[REQUIRED TASK] Copy the data below exactly.

── GIVEN RECORDS ──

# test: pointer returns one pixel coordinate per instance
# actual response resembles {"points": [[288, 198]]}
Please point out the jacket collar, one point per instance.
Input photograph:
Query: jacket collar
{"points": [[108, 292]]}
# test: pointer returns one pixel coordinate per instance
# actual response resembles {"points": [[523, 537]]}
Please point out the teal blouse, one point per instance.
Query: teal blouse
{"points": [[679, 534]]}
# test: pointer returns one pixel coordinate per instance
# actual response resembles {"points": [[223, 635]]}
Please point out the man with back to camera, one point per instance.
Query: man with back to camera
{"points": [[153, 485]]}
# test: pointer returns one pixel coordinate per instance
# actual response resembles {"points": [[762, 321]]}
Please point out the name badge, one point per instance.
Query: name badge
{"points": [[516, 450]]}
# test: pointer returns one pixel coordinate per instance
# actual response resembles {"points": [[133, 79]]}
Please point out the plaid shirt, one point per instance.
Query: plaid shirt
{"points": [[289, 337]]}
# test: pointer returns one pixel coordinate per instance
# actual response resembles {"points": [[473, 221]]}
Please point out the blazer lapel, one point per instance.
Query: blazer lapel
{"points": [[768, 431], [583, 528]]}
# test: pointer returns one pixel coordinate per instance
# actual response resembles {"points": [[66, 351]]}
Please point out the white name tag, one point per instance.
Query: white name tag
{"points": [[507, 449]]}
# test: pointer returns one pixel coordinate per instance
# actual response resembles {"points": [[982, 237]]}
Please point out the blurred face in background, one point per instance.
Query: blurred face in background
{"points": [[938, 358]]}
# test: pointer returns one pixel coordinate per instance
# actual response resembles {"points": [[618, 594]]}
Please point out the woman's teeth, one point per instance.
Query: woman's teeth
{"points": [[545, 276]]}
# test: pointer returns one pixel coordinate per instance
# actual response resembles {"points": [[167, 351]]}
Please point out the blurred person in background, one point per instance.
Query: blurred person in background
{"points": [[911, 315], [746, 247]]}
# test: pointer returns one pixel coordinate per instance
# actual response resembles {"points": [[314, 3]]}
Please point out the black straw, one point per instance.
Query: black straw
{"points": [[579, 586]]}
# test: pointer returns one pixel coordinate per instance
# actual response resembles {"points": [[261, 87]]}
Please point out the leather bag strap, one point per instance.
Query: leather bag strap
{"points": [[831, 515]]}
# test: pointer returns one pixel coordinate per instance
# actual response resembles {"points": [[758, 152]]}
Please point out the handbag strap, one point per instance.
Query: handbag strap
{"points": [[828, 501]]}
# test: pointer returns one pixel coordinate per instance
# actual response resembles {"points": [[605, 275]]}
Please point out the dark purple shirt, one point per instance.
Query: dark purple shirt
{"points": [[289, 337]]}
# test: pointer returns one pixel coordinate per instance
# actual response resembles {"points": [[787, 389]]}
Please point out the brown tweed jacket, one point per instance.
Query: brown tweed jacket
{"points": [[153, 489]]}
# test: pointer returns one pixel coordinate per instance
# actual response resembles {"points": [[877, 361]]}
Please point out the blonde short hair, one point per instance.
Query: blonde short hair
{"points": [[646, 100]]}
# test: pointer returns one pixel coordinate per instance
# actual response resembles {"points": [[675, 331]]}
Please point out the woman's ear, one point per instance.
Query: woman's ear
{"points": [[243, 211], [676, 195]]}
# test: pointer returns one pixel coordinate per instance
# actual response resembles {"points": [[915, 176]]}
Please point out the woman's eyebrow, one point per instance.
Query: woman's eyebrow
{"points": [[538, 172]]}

───

[EXERCISE SOLUTION]
# test: pointer returns one pixel coordinate per instance
# actual response resembles {"points": [[288, 198]]}
Please point out the jacket collar, one point per instance.
Input photograph:
Query: jacket collar
{"points": [[108, 292]]}
# test: pointer returns one pixel coordinate per instance
# actual response resembles {"points": [[523, 537]]}
Please point out the teal blouse, one point per instance.
Query: teal blouse
{"points": [[679, 534]]}
# test: pointer returns one pixel coordinate per instance
# actual response resembles {"points": [[223, 635]]}
Please point out the man with back to camera, one point per instance.
Query: man with back to camera
{"points": [[153, 485]]}
# test: pointer returns one pixel coordinate per instance
# actual response resembles {"points": [[762, 321]]}
Please point out the name badge, one point per instance.
Query: name badge
{"points": [[516, 450]]}
# test: pointer returns one pixel coordinate per instance
# actual response resembles {"points": [[133, 79]]}
Please point out the plaid shirt, one point per instance.
Query: plaid shirt
{"points": [[289, 337]]}
# test: pointer returns one pixel coordinate per instance
# actual response resembles {"points": [[473, 221]]}
Please point out the blazer lapel, one point per instance.
Query: blazer lapel
{"points": [[768, 431], [583, 528]]}
# test: pointer returns one pixel coordinate per instance
# actual response resembles {"points": [[66, 351]]}
Please point out the white name tag, one point per instance.
Query: white name tag
{"points": [[507, 449]]}
# test: pointer returns one pixel coordinate per instance
# actual response resembles {"points": [[982, 237]]}
Please point out the blurred face in background, one point per instance.
Query: blurred face in background
{"points": [[938, 358]]}
# test: pointer returns one pixel coordinate per instance
# actual response resembles {"points": [[618, 594]]}
Please point out the woman's teeth, one point per instance.
Query: woman's teeth
{"points": [[545, 276]]}
# test: pointer returns one pixel coordinate per instance
# actual response resembles {"points": [[167, 351]]}
Please point out the blurred person in background, one point per instance.
Query: blurred person in background
{"points": [[911, 315], [746, 247]]}
# test: pointer returns one pixel coordinate per instance
# actual response resembles {"points": [[314, 3]]}
Please point out the black straw, one point per instance.
Query: black straw
{"points": [[579, 586]]}
# test: pointer returns one pixel coordinate per instance
# actual response resembles {"points": [[261, 87]]}
Please point out the leather bag strap, one point per instance.
Query: leather bag strap
{"points": [[831, 515]]}
# test: pointer returns one pixel coordinate per instance
# actual response resembles {"points": [[758, 152]]}
Please point out the handbag strap, one point per instance.
Query: handbag strap
{"points": [[828, 501]]}
# test: pointer returns one pixel coordinate per instance
# actual response resembles {"points": [[605, 275]]}
Please point out the dark purple shirt, one point per instance.
Query: dark purple shirt
{"points": [[289, 337]]}
# test: pointer returns one pixel coordinate per instance
# actual response resembles {"points": [[787, 389]]}
Please point out the brown tweed jacket, one point per instance.
Query: brown tweed jacket
{"points": [[153, 489]]}
# test: pointer returns one pixel coordinate per instance
# actual response resembles {"points": [[877, 361]]}
Please point out the blonde short hair, one point per instance.
Query: blonde short hair
{"points": [[646, 100]]}
# test: pointer returns one pixel coordinate per instance
# actual response resembles {"points": [[675, 331]]}
Please point out the woman's ear, one point per instance.
Query: woman's ear
{"points": [[243, 211], [676, 195]]}
# test: pointer returns one pixel coordinate per instance
# actual response resembles {"points": [[915, 176]]}
Please point out the woman's eyebrow, one point per instance.
Query: woman's eyebrow
{"points": [[538, 172]]}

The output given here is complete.